REQUIREMENTS:
A: According to the Blue Planet II review, which 2005 nature documentary did the reviewer watch in a cinema hall?
B: Show every line of the records that contains the string "setting", treating uppercase and lowercase letters as different.

EXCERPT:
+ + +

Blue Planet II: One Ocean & The Deep Movie Review – Into The Unknown

The documentary, voiced by Sir David Attenborough, is like an exclusive peek into Georges Méliès, Tim Burton, James Cameron and Michel Gondry’s heads
Blue Planet II: One Ocean & The Deep Movie Review – Into The Unknown

I remember. "When the ice / becomes the sea/ you will see/ how beautiful we can be." French singer Émilie Simon's ethereal voice washed over the 'scene'. Two emperor penguins mate in Antarctica; their regal bodies form a heart-shaped silhouette against the clear morning sky. The male then spends months incubating the egg, while the female makes the long trek back to sea for nourishment. They take turns. It is, in essence, a tough long-distance marriage.

The year was 2005, and the air conditioner in my cinema hall seemed to be unusually effective. That's how utterly intimate and immersive March of the Penguins, Luc Jacquet's Oscar-winning nature documentary, was; it transported us to the most primal corner of the planet, enabling us to learn without losing the ability to feel. I learnt more about gender dynamics, parenthood, families, sacrifice, love, territoriality and most of all – cinema – from this film than most others. Simon's music played a large role in lending these stunning images a sense of storytelling. A sense of feeling, without fully grasping.

There is no place remote enough for the cameras to invade; at many points, it's impossible to believe that this isn't a Pixar movie

Blue Planet 2: One Ocean and The Deep – a combination of two episodes of Sony BBC Earth's seven-part series – extends this meditative language across different environments. If Penguins was one whole film, Planet is a montage of littler films and narratives unfurling within our oceans. A tern escapes a giant trevally in slow-motion, a bottle-nosed dolphin and killer whale poetically unite after a chase sequence, female walruses quarrel for the last slab of ice to protect their pups, polar bears look on forlornly as global warming melts away their homes, female humphead wrasses transform into males, sharks feed on a whale carcass to fill themselves up for a year – the stories are endless, and the emotions oddly familiar.

There is no place remote enough for the cameras to invade; at many points, it's impossible to believe that this isn't a Pixar movie. From the waters of New Zealand to South Mexico, from the underwater forests of Northern Japan to the Arctic Circle in Northern Norway and the depths of Antarctica's Twilight Zones, we are exposed to the kind of exotic creatures and lives that the very core of cinema stems from.

+ + +

THE INPUT:
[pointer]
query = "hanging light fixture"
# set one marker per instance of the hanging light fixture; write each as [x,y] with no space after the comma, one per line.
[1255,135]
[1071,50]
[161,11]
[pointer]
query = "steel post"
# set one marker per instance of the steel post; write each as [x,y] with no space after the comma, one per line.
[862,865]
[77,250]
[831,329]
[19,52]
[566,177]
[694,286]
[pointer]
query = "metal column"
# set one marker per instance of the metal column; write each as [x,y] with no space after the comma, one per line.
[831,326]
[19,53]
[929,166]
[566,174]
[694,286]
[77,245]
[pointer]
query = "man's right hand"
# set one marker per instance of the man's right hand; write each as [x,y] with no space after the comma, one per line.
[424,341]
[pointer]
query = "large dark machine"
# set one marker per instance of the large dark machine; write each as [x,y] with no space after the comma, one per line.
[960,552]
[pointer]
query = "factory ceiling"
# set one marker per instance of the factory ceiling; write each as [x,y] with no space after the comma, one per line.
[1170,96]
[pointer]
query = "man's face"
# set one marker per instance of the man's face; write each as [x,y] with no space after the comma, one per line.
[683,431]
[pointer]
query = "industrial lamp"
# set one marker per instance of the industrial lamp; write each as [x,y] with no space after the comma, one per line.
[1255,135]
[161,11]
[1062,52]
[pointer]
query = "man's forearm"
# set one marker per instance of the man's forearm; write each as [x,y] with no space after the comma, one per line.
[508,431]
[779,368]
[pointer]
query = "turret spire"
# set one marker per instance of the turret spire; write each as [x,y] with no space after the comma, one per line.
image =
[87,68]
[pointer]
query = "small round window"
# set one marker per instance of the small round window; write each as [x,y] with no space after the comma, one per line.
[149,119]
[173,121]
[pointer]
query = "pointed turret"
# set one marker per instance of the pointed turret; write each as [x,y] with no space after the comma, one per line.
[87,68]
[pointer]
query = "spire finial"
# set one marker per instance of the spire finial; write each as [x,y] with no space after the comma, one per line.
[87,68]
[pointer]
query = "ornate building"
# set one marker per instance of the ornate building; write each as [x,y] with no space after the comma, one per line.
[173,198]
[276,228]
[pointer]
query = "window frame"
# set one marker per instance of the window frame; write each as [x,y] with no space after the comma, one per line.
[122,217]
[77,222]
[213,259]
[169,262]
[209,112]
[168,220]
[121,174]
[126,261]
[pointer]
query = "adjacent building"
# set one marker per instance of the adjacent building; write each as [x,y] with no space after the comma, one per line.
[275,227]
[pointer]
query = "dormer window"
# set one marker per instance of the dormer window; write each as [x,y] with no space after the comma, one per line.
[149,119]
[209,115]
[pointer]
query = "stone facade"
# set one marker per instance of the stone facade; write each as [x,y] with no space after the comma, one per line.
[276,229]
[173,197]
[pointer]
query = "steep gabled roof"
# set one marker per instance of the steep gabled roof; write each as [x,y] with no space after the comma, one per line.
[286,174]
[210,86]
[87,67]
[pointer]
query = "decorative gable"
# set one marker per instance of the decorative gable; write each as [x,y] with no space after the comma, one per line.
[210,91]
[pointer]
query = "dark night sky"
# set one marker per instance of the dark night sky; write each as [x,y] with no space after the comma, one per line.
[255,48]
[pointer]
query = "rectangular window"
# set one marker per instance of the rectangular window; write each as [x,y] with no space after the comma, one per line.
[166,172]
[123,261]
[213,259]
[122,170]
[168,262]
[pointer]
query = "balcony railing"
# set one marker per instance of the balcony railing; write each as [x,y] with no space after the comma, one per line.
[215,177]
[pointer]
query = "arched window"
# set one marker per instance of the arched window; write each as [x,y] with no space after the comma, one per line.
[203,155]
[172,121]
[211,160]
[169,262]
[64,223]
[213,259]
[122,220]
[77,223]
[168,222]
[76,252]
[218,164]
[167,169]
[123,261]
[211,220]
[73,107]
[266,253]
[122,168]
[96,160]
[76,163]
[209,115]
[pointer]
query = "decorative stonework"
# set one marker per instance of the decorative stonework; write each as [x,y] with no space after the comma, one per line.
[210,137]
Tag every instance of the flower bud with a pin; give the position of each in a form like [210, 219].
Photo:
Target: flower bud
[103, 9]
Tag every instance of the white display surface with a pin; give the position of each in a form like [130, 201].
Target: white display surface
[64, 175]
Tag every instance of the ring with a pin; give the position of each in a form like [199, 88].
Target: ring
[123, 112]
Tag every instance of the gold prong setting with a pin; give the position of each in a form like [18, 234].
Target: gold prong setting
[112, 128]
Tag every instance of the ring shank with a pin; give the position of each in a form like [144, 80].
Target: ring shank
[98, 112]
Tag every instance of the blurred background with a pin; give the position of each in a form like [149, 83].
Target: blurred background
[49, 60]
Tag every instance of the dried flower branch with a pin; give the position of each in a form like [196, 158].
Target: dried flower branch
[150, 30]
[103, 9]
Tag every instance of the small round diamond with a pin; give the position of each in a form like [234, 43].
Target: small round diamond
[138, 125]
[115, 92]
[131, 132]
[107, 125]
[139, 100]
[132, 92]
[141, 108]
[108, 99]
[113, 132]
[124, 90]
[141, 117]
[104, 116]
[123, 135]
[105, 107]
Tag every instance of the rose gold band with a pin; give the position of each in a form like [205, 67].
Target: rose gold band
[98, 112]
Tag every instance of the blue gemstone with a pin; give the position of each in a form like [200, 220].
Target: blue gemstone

+ + +

OUTPUTS:
A: March of the Penguins, Luc Jacquet's Oscar-winning nature documentary.

B:
Tag every instance of the gold prong setting with a pin; give the position of each in a form like [18, 234].
Target: gold prong setting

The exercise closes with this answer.